[FRAGMENTO SELECCIONADO]
= = =

El Sagrado Corazón A
(Dt 7, 6-11; 1Jn 4, 7-16; Mt 11, 25-30)


Queridos hermanos:

Celebramos hoy esta solemnidad del Sagrado Corazón de Jesús.  Aunque se tienen noticias de esta devoción desde la Edad Media (s. XII), y después con los misioneros jesuitas y San Juan Eudes, no es hasta 1690 que comienza a difundirse con fuerza, a raíz de las revelaciones a Santa Margarita María Alacoque.
Clemente XIII, en 1765 permite a los obispos polacos establecer la fiesta, en esta fecha, del viernes de la octava de Corpus Christi pero será Pío IX en 1856, quien la extienda a toda la Iglesia. Después León XIII consagra al Corazón de Jesús todo el género humano.

Los misterios del Reino se revelan a los pequeños, que a través de la misericordia del Padre son conducidos al conocimiento del amor de Dios, en Cristo Jesús. Estos “cansados y agobiados” encuentran en el corazón manso y humilde de Cristo el alivio a sus fatigas.

= = =

[DATOS PROPORCIONADOS]
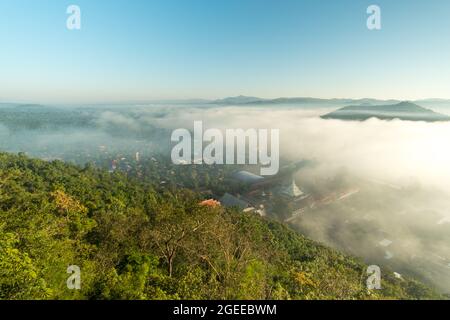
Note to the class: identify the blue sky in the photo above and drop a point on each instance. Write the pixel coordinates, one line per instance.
(174, 49)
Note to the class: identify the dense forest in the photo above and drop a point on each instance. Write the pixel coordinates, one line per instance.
(132, 241)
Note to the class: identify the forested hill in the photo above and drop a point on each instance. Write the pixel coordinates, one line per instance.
(132, 242)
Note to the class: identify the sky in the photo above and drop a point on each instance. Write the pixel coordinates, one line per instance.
(184, 49)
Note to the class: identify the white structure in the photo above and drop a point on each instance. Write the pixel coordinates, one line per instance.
(291, 190)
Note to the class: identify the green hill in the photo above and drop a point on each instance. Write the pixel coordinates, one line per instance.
(403, 110)
(132, 242)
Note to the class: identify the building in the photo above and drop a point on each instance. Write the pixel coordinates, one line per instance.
(291, 190)
(231, 201)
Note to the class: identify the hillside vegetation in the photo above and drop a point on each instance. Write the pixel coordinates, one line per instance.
(134, 242)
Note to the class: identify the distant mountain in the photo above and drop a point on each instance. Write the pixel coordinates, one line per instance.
(402, 110)
(238, 100)
(245, 100)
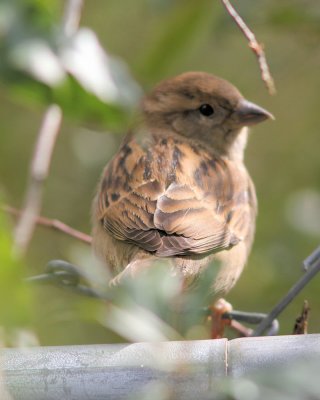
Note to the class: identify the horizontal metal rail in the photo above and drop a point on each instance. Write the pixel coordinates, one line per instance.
(116, 371)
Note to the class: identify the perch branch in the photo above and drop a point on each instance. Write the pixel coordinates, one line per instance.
(53, 224)
(292, 293)
(38, 173)
(254, 45)
(43, 150)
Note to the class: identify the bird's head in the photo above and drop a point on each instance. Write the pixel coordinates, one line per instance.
(201, 107)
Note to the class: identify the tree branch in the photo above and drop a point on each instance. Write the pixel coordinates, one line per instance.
(254, 45)
(43, 150)
(52, 223)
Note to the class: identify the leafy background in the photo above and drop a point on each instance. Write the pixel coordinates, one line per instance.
(150, 40)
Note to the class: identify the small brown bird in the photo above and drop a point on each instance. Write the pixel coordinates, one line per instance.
(183, 193)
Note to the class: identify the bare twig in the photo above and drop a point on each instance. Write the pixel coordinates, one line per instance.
(301, 324)
(39, 171)
(43, 150)
(52, 223)
(254, 45)
(292, 293)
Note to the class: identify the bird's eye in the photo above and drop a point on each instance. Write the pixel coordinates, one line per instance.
(206, 110)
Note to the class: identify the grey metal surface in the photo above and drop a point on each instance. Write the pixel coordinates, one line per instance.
(112, 371)
(188, 369)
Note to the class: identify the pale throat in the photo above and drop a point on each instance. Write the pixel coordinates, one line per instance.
(238, 145)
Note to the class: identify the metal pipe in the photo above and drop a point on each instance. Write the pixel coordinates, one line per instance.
(188, 369)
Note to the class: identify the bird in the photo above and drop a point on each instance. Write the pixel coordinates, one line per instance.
(178, 189)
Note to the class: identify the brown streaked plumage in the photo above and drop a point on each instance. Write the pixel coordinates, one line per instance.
(183, 193)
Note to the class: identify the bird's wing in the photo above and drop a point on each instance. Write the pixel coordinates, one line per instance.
(138, 206)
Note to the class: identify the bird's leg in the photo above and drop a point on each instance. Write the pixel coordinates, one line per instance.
(222, 315)
(218, 323)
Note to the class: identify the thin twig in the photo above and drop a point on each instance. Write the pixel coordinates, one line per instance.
(53, 224)
(254, 45)
(293, 292)
(39, 171)
(43, 150)
(301, 324)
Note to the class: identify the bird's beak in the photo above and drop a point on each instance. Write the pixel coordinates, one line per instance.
(247, 113)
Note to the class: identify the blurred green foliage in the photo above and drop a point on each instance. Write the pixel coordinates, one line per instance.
(155, 39)
(16, 302)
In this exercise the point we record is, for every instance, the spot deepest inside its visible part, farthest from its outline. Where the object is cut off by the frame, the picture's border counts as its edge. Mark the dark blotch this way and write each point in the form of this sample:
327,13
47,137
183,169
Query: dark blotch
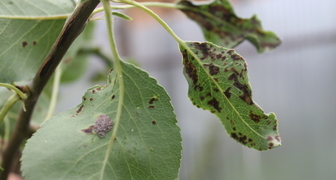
213,70
80,109
254,117
227,92
24,43
215,104
151,101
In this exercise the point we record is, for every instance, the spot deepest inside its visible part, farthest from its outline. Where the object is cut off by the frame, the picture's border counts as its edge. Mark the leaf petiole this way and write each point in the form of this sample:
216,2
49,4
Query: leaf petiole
22,95
9,103
117,66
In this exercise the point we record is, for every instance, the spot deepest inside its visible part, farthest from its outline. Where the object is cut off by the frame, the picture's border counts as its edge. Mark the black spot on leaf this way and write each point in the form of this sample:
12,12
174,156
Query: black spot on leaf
213,69
227,92
215,104
254,117
80,109
151,101
24,43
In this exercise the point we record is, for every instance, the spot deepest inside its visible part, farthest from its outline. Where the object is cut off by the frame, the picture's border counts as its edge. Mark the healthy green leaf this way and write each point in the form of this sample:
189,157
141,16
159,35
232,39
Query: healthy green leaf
218,82
27,31
221,26
147,145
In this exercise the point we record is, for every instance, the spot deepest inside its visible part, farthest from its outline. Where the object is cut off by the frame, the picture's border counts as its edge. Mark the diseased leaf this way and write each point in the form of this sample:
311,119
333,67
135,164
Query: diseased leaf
27,31
147,144
218,82
221,26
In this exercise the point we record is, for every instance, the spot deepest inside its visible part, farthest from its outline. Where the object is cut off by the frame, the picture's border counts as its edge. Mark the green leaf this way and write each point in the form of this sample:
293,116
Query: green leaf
147,144
221,26
218,82
27,31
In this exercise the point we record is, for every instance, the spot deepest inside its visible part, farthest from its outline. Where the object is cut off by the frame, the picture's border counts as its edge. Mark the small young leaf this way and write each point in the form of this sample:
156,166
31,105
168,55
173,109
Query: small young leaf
74,144
218,82
221,26
27,31
122,15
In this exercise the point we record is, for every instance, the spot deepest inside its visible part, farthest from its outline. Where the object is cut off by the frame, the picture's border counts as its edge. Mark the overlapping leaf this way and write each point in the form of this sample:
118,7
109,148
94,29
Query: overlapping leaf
147,145
27,31
218,82
221,26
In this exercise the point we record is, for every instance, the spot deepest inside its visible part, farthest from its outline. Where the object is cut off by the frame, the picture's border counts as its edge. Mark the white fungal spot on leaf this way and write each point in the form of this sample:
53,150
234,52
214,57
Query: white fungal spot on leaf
102,125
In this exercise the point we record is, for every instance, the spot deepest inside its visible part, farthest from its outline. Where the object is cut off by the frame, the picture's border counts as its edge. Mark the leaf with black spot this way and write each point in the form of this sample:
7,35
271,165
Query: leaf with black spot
218,82
147,143
221,25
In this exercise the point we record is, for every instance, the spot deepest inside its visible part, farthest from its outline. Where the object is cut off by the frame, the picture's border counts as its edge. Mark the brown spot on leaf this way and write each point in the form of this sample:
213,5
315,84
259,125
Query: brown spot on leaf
236,57
215,104
254,117
24,43
80,109
213,69
88,130
151,101
227,92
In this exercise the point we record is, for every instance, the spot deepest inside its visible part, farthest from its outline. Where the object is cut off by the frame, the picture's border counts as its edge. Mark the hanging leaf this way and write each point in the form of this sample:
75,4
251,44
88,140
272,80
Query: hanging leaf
74,144
218,82
221,26
27,31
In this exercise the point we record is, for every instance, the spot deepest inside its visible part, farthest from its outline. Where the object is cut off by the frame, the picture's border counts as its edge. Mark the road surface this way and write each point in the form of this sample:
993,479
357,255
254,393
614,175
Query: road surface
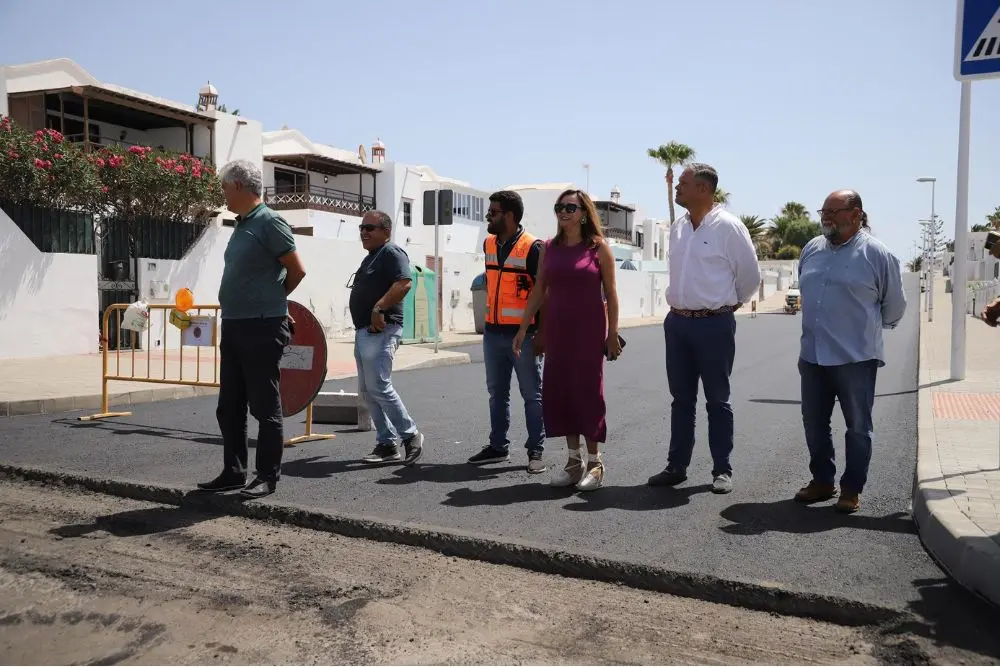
756,534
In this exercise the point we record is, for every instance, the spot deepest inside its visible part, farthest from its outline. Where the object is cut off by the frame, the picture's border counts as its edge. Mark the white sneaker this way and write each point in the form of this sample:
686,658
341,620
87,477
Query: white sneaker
571,474
594,477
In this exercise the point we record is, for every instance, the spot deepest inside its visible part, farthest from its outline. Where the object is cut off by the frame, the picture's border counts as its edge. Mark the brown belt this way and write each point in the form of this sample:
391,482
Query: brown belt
705,312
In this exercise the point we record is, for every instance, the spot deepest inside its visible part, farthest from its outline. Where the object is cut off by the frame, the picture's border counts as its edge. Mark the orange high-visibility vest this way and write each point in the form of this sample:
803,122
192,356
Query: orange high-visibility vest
508,286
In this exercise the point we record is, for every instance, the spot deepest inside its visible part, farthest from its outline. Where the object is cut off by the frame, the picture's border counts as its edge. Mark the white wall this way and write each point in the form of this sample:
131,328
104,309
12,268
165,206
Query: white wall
236,138
329,264
48,301
539,218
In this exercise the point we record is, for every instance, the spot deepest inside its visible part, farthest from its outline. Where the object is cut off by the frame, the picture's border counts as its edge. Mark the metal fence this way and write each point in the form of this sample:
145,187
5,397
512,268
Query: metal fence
138,365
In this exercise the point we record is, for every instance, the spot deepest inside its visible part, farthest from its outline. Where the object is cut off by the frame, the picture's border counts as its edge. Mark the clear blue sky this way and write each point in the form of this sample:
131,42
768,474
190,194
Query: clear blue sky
789,99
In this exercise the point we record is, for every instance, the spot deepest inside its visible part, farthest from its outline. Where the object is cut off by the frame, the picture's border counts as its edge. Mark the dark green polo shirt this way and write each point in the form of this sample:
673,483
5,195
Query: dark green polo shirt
253,280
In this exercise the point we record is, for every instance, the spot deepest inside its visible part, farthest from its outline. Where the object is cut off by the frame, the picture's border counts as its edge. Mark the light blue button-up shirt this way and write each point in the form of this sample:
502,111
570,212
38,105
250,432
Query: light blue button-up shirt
849,294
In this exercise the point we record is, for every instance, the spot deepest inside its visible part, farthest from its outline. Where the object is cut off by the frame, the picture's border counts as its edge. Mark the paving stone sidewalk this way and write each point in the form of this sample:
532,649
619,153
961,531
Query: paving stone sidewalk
957,496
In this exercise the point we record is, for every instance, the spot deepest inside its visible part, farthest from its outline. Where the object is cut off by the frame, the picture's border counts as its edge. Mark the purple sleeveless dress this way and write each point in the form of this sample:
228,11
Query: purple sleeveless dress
575,323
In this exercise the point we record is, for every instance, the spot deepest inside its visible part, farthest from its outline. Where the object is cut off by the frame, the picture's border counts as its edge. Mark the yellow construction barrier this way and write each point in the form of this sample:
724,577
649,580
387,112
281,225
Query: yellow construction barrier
131,373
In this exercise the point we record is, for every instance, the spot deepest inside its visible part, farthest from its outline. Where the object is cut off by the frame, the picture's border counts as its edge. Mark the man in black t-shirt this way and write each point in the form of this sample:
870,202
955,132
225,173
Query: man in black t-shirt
377,291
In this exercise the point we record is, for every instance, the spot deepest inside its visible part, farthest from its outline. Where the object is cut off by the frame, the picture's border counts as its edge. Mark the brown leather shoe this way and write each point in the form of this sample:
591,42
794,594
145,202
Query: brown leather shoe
849,502
815,492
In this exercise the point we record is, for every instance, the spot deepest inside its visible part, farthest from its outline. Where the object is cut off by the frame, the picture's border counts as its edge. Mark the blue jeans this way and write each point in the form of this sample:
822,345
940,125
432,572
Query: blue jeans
498,357
374,353
854,386
700,348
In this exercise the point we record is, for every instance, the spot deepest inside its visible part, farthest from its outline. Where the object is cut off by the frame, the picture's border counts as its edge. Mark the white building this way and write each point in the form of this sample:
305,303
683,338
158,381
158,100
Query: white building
51,300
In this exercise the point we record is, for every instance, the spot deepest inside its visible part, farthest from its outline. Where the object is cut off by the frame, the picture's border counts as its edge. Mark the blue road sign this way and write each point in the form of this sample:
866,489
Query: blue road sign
977,40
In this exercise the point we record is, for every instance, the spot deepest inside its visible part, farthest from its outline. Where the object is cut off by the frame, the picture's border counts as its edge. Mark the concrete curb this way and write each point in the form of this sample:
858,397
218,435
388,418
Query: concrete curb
47,406
959,546
533,557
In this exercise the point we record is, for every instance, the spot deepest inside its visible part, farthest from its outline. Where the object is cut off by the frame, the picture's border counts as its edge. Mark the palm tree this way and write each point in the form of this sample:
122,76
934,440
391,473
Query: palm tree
993,219
794,210
671,155
756,226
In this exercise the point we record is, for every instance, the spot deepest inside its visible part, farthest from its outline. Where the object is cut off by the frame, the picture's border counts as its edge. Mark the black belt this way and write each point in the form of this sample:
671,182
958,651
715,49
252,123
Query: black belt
704,312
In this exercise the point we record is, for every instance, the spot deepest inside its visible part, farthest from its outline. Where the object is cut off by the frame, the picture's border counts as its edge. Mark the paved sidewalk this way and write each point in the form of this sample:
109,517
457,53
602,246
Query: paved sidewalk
957,500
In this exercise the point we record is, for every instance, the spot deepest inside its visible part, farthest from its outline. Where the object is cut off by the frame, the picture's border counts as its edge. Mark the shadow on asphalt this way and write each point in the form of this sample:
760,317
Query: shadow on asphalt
135,523
639,498
118,427
952,616
447,473
788,516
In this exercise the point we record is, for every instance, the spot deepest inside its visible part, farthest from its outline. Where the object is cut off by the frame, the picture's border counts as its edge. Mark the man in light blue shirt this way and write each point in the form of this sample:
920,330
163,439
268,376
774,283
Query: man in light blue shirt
851,289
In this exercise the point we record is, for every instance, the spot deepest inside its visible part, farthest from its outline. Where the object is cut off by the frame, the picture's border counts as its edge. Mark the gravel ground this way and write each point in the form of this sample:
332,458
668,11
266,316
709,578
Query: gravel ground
93,579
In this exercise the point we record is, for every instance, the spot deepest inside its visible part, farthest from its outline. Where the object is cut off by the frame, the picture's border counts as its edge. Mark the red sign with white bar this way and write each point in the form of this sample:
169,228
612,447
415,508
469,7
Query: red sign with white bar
303,365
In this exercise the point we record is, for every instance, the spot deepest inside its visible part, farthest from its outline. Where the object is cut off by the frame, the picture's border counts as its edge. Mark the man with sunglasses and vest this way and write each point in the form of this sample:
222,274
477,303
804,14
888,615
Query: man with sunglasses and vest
511,266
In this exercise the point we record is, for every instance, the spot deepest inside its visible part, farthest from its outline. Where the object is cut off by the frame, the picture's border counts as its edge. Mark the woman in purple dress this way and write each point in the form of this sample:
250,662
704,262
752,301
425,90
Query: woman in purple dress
576,270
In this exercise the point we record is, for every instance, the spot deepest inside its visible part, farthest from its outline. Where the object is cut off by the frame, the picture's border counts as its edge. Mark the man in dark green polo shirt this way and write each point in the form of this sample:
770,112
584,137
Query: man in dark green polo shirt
261,270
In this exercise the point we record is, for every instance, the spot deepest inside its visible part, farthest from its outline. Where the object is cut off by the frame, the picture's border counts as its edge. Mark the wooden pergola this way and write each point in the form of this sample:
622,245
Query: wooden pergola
98,103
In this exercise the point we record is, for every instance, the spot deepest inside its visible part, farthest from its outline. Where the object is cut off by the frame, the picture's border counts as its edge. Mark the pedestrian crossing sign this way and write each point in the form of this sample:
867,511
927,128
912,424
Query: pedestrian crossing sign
977,40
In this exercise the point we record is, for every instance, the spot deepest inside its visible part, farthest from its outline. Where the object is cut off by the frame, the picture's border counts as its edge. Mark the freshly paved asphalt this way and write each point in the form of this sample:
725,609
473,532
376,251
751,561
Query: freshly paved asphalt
756,534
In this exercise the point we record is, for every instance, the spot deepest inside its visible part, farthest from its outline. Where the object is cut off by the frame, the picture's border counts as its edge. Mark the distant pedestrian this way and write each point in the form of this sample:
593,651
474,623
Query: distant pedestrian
713,271
261,269
511,266
580,331
851,289
378,288
991,313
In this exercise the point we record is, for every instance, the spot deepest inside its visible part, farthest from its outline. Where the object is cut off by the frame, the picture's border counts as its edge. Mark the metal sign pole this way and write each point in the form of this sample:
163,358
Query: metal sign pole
437,272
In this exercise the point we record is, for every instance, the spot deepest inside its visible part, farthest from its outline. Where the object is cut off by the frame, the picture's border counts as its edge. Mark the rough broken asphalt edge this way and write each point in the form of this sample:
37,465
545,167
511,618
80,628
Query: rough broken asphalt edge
529,556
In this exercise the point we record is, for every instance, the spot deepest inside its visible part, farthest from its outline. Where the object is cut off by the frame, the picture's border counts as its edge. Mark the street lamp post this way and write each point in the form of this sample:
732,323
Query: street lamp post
932,226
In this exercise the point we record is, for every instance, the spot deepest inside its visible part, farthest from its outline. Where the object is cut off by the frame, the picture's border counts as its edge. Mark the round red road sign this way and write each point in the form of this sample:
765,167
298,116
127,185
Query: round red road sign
303,365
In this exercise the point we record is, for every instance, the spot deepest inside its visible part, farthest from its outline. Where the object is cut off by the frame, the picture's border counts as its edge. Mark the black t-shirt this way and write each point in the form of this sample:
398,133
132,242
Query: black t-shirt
531,261
378,271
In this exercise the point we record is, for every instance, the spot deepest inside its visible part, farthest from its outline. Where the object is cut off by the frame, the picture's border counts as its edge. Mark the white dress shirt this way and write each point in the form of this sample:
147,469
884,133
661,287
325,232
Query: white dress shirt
712,266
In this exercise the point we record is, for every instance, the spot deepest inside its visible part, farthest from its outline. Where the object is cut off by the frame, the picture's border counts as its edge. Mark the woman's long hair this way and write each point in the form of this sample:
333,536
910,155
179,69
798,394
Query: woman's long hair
590,227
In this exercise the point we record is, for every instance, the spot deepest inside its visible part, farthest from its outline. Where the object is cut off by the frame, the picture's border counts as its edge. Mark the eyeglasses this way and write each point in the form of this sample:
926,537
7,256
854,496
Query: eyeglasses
829,213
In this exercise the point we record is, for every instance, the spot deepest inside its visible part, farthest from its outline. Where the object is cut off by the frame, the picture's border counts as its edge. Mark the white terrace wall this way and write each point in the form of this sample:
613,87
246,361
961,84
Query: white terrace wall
329,264
48,301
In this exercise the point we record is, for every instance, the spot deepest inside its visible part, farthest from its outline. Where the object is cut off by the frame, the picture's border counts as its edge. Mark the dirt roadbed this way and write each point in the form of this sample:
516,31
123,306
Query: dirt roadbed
93,579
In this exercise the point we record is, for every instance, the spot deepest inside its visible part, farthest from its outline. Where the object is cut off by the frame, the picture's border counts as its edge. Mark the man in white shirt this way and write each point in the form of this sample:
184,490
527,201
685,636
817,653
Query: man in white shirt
713,271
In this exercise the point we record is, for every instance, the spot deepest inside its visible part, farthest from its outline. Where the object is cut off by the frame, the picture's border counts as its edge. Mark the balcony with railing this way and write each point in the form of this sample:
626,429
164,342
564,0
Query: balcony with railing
620,235
318,198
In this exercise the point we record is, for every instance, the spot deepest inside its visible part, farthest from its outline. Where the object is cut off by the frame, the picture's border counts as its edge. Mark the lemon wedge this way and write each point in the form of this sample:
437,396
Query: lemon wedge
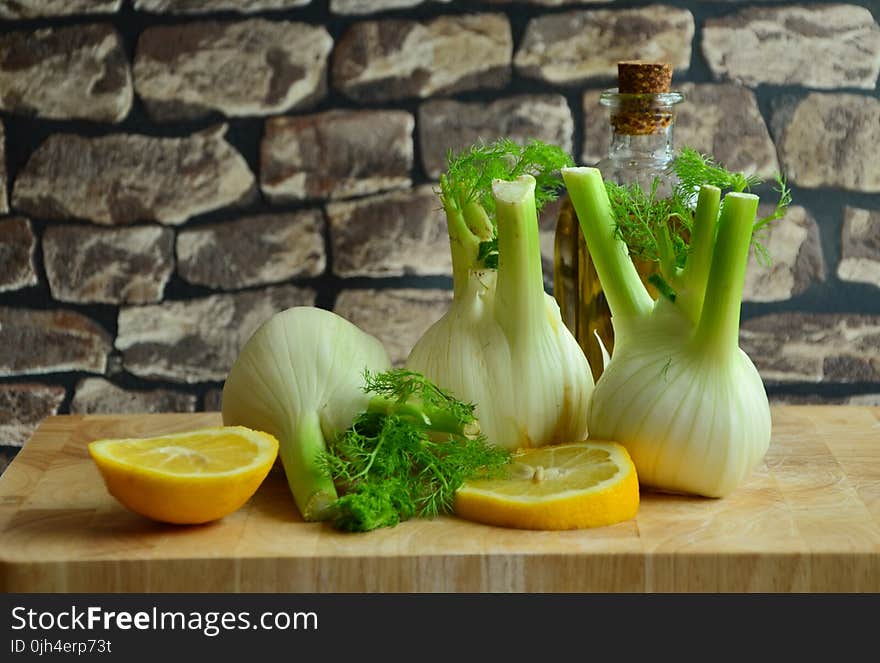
564,486
186,478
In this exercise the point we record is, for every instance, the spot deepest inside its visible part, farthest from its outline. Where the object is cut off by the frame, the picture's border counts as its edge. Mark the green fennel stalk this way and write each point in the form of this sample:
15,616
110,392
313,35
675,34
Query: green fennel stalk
678,393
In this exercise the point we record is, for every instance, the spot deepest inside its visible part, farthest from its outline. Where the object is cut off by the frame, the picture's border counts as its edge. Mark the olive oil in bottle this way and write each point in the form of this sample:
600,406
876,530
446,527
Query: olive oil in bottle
642,117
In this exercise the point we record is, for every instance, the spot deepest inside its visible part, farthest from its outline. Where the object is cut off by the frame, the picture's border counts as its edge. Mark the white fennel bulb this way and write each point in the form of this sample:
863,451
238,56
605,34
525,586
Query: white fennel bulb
300,377
502,344
678,392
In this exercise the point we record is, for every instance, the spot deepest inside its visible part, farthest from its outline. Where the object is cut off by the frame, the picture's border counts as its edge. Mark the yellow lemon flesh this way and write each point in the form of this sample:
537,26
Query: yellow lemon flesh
186,478
564,486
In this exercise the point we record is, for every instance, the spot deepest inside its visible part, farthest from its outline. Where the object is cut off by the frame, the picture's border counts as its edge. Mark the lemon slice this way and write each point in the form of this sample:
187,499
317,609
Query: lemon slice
564,486
187,478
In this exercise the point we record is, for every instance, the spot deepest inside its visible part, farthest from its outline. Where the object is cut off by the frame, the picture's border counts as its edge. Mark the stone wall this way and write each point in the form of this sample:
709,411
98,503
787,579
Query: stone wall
174,171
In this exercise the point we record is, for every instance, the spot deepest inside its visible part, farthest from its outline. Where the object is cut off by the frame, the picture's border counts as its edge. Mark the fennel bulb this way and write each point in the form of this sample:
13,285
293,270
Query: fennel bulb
300,377
502,344
678,392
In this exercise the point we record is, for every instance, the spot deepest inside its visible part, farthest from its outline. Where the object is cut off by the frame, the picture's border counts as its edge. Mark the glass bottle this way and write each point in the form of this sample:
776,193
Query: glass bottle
641,150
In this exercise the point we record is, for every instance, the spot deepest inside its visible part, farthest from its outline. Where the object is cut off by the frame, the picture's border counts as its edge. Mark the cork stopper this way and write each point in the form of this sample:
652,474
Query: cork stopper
640,115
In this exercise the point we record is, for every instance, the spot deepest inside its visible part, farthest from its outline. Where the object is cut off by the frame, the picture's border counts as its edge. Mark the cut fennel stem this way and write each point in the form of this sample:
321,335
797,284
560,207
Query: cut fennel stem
678,392
502,344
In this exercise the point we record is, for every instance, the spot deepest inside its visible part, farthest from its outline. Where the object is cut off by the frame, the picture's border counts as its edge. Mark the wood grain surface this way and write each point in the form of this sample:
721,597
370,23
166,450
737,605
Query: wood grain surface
807,520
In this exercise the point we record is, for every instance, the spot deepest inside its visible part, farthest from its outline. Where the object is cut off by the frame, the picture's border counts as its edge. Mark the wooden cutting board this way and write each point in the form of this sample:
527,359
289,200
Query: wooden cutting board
807,520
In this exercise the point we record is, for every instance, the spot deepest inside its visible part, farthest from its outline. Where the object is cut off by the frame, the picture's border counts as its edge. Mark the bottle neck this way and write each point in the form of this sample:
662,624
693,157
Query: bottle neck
655,148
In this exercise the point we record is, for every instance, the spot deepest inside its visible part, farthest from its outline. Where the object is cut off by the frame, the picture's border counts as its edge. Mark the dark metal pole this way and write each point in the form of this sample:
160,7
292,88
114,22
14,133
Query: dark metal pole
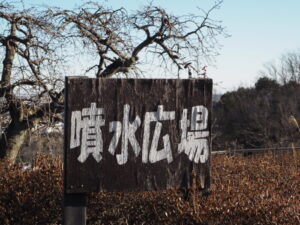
75,209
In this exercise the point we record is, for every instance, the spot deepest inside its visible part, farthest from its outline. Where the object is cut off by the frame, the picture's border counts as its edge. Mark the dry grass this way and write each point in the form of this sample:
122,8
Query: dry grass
261,189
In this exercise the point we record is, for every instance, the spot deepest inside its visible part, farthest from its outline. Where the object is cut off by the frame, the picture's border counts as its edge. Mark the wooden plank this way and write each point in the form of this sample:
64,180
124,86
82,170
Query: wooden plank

= = =

[OBJETIVO DE LA TAREA] Cite textualmente, del fragmento sobre el Sagrado Corazón, el pasaje que va desde "Los misterios del" hasta "a sus fatigas.". Las filas proceden de una fuente distinta de la del fragmento sobre el Sagrado Corazón.

[TAREA REALIZADA]
Los misterios del Reino se revelan a los pequeños, que a través de la misericordia del Padre son conducidos al conocimiento del amor de Dios, en Cristo Jesús. Estos “cansados y agobiados” encuentran en el corazón manso y humilde de Cristo el alivio a sus fatigas.